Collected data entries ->
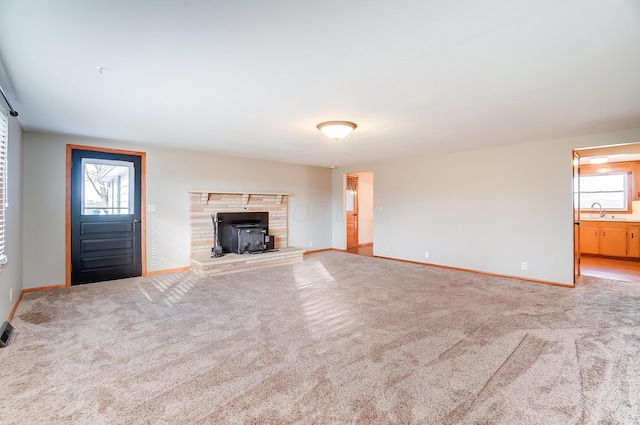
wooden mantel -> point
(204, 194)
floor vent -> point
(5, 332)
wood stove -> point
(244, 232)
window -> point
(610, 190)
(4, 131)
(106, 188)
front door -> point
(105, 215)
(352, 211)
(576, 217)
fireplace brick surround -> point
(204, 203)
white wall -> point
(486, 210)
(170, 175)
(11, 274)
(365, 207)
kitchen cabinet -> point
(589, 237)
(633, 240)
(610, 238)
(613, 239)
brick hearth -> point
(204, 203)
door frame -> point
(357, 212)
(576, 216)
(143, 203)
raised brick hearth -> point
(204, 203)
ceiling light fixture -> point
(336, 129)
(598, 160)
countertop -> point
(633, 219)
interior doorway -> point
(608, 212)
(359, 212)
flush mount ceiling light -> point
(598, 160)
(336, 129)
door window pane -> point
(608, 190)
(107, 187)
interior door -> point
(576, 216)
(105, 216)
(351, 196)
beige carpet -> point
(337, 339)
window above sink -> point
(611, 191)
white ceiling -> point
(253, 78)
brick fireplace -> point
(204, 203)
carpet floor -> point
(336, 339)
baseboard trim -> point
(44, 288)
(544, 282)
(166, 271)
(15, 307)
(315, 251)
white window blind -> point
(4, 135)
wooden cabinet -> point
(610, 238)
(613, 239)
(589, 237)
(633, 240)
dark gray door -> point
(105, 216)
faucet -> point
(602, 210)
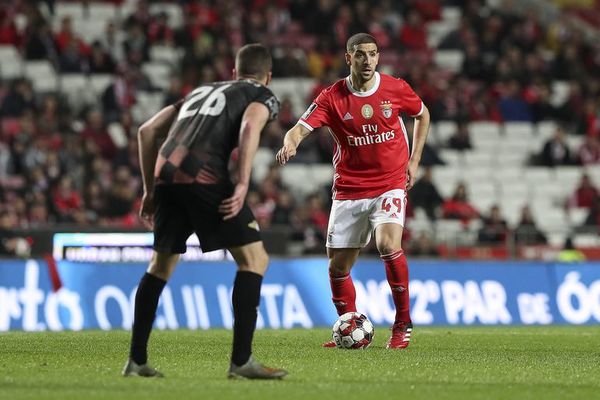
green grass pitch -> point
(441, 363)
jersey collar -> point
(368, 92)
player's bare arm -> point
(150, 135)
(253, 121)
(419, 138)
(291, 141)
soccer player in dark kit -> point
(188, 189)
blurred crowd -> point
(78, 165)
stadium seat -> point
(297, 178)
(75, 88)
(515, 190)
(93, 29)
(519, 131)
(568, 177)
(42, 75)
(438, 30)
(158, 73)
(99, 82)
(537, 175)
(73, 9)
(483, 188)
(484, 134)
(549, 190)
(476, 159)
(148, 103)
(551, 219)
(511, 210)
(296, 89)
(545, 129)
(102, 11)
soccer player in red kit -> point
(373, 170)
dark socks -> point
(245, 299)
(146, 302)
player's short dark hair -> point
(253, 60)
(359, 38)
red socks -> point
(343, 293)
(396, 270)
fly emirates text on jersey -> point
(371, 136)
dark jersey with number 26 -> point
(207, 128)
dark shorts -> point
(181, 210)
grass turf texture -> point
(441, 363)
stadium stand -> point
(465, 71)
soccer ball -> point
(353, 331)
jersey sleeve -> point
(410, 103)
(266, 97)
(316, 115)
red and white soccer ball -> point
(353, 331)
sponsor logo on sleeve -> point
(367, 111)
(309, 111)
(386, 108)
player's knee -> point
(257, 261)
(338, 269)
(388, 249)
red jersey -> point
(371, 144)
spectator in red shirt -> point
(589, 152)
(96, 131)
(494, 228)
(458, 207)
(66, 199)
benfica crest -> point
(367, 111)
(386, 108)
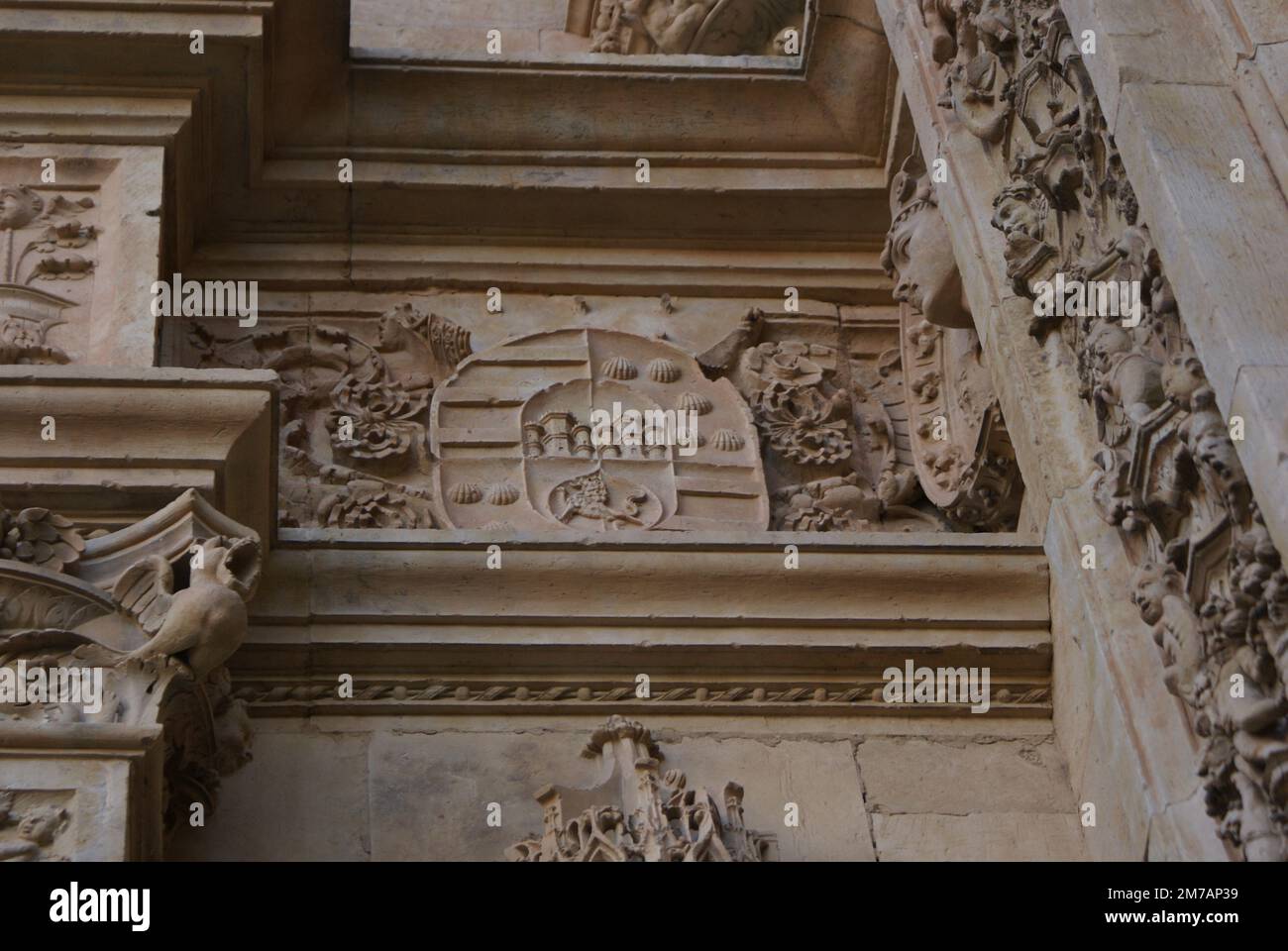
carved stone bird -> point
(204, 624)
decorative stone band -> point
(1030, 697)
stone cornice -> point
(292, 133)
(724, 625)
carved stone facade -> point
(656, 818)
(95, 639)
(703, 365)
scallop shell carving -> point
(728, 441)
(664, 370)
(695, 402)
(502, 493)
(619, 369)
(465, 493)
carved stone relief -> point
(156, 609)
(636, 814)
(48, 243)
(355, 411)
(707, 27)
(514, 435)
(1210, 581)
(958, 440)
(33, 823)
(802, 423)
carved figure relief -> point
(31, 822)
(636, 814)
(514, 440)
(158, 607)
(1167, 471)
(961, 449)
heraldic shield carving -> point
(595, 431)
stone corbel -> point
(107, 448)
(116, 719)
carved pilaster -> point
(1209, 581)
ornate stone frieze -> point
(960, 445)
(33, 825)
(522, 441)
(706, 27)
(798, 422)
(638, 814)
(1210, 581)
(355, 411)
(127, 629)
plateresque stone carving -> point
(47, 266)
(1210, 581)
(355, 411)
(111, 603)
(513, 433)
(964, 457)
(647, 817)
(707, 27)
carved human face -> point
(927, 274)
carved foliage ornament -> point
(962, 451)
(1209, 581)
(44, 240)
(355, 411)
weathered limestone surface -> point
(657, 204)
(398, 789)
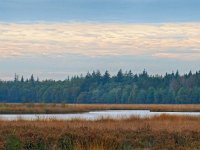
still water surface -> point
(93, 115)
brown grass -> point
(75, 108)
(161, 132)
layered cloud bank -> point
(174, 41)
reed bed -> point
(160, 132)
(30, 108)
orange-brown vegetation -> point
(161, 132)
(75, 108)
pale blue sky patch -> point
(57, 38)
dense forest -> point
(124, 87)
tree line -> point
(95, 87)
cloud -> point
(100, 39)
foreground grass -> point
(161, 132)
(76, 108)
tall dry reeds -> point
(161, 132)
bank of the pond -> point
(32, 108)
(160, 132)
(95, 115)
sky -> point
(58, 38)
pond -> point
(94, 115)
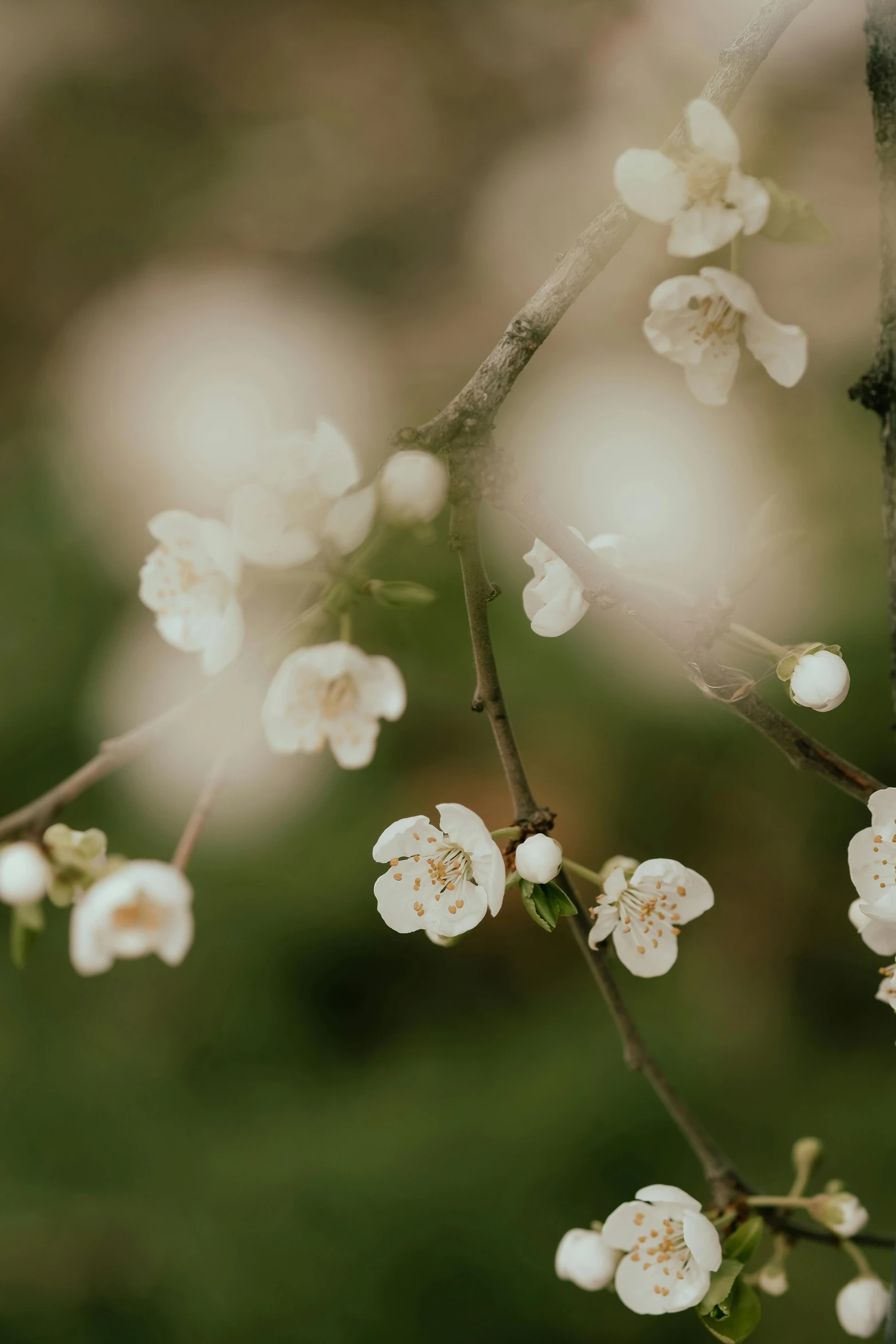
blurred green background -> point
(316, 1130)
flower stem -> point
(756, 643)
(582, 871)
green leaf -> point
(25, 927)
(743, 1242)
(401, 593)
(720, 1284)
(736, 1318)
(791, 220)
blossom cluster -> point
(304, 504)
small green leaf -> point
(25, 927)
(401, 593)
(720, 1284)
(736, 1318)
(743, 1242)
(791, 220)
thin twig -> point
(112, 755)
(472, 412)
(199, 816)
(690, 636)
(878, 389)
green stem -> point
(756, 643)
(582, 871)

What is being asked ->
Repeat the records in full, exactly as they appear, without the pictures.

Reply to the exercise ->
wooden mantel -> point
(204, 194)
floor vent -> point
(5, 332)
wood stove -> point
(244, 232)
window -> point
(610, 190)
(4, 131)
(106, 188)
front door -> point
(105, 215)
(352, 211)
(576, 217)
fireplace brick surround -> point
(204, 203)
white wall -> point
(486, 210)
(170, 175)
(11, 274)
(365, 207)
kitchen cabinet -> point
(589, 237)
(633, 240)
(610, 238)
(613, 239)
brick hearth -> point
(204, 203)
door frame -> point
(357, 212)
(576, 216)
(143, 203)
raised brick hearth -> point
(204, 203)
ceiling light fixture -> point
(336, 129)
(598, 160)
countertop -> point
(633, 219)
interior doorway -> point
(608, 212)
(359, 212)
flush mount ceiling light -> point
(598, 160)
(336, 129)
door window pane -> point
(608, 190)
(107, 187)
interior door -> point
(576, 216)
(105, 216)
(351, 196)
beige carpet -> point
(337, 339)
window above sink -> point
(611, 191)
white ceiling -> point
(253, 78)
brick fireplace -> point
(204, 203)
carpet floor -> point
(336, 339)
baseboard trim -> point
(44, 288)
(544, 282)
(166, 271)
(15, 307)
(315, 251)
white window blind -> point
(4, 135)
wooden cabinet -> point
(610, 238)
(613, 239)
(589, 237)
(633, 240)
dark gray door -> point
(105, 216)
faucet -> point
(602, 210)
green grass pitch -> point
(441, 363)
jersey collar -> point
(368, 92)
player's bare arm -> point
(150, 135)
(253, 121)
(419, 138)
(291, 141)
soccer player in dark kit -> point
(188, 189)
blurred crowd -> point
(78, 165)
stadium seat -> point
(297, 178)
(75, 88)
(515, 190)
(93, 29)
(519, 131)
(568, 177)
(42, 75)
(438, 30)
(158, 73)
(99, 82)
(537, 175)
(73, 9)
(483, 188)
(484, 134)
(549, 190)
(476, 159)
(148, 103)
(551, 219)
(511, 210)
(296, 89)
(545, 129)
(102, 11)
soccer player in red kit -> point
(373, 170)
dark socks -> point
(245, 299)
(146, 302)
player's short dark hair -> point
(253, 60)
(359, 38)
red socks -> point
(343, 293)
(396, 270)
fly emirates text on jersey -> point
(371, 136)
dark jersey with number 26 -> point
(207, 128)
dark shorts -> point
(181, 210)
grass turf texture -> point
(441, 363)
stadium stand -> point
(465, 71)
soccer ball -> point
(353, 331)
jersey sleeve -> point
(410, 103)
(266, 97)
(316, 115)
red and white soccer ball -> point
(353, 331)
sponsor logo on sleeve -> point
(367, 111)
(309, 111)
(386, 108)
player's knee -> point
(257, 261)
(338, 269)
(388, 249)
red jersey -> point
(371, 144)
spectator in red shirt -> point
(589, 152)
(96, 131)
(494, 228)
(458, 207)
(66, 199)
benfica crest -> point
(367, 111)
(386, 108)
carved stone bird -> point
(204, 624)
decorative stone band -> point
(1030, 697)
stone cornice -> point
(292, 133)
(724, 625)
carved stone facade -> point
(656, 818)
(95, 639)
(703, 365)
scallop shell carving -> point
(728, 441)
(664, 370)
(695, 402)
(502, 493)
(619, 369)
(465, 493)
carved stone relief -> point
(156, 609)
(636, 814)
(48, 243)
(355, 411)
(707, 27)
(514, 435)
(1210, 581)
(958, 440)
(33, 823)
(802, 423)
carved figure relief -> point
(31, 822)
(636, 814)
(514, 440)
(158, 607)
(1167, 471)
(961, 449)
heraldic shield carving -> point
(595, 431)
stone corbel -> point
(107, 448)
(116, 719)
carved pilaster -> point
(1209, 581)
ornate stone frieze -> point
(960, 445)
(33, 825)
(522, 441)
(706, 27)
(798, 422)
(638, 814)
(1210, 581)
(355, 411)
(127, 629)
plateresque stone carving -> point
(47, 266)
(1210, 581)
(355, 411)
(111, 603)
(513, 433)
(964, 457)
(647, 817)
(707, 27)
carved human face -> point
(927, 274)
carved foliage ornament -> point
(962, 451)
(1209, 581)
(44, 240)
(355, 411)
weathered limestone surface -> point
(657, 204)
(398, 789)
still water surface -> point
(93, 115)
brown grass -> point
(75, 108)
(161, 132)
layered cloud bank -> point
(174, 41)
reed bed -> point
(160, 132)
(30, 108)
orange-brown vegetation -> point
(161, 132)
(75, 108)
pale blue sky patch -> point
(57, 38)
dense forest -> point
(124, 87)
tree line -> point
(95, 87)
cloud -> point
(100, 39)
foreground grass -> point
(161, 132)
(76, 108)
tall dry reeds -> point
(161, 132)
bank of the pond -> point
(32, 108)
(160, 132)
(95, 115)
sky -> point
(58, 38)
pond -> point
(94, 115)
blurred green background -> point
(316, 1130)
flower stem -> point
(756, 643)
(582, 871)
green leaf -> point
(25, 927)
(743, 1242)
(401, 593)
(720, 1284)
(736, 1318)
(791, 220)
blossom cluster -> point
(304, 504)
small green leaf -> point
(25, 927)
(401, 593)
(720, 1284)
(736, 1318)
(743, 1242)
(791, 220)
thin twig -> point
(112, 755)
(472, 412)
(199, 816)
(690, 636)
(878, 389)
green stem -> point
(756, 643)
(582, 871)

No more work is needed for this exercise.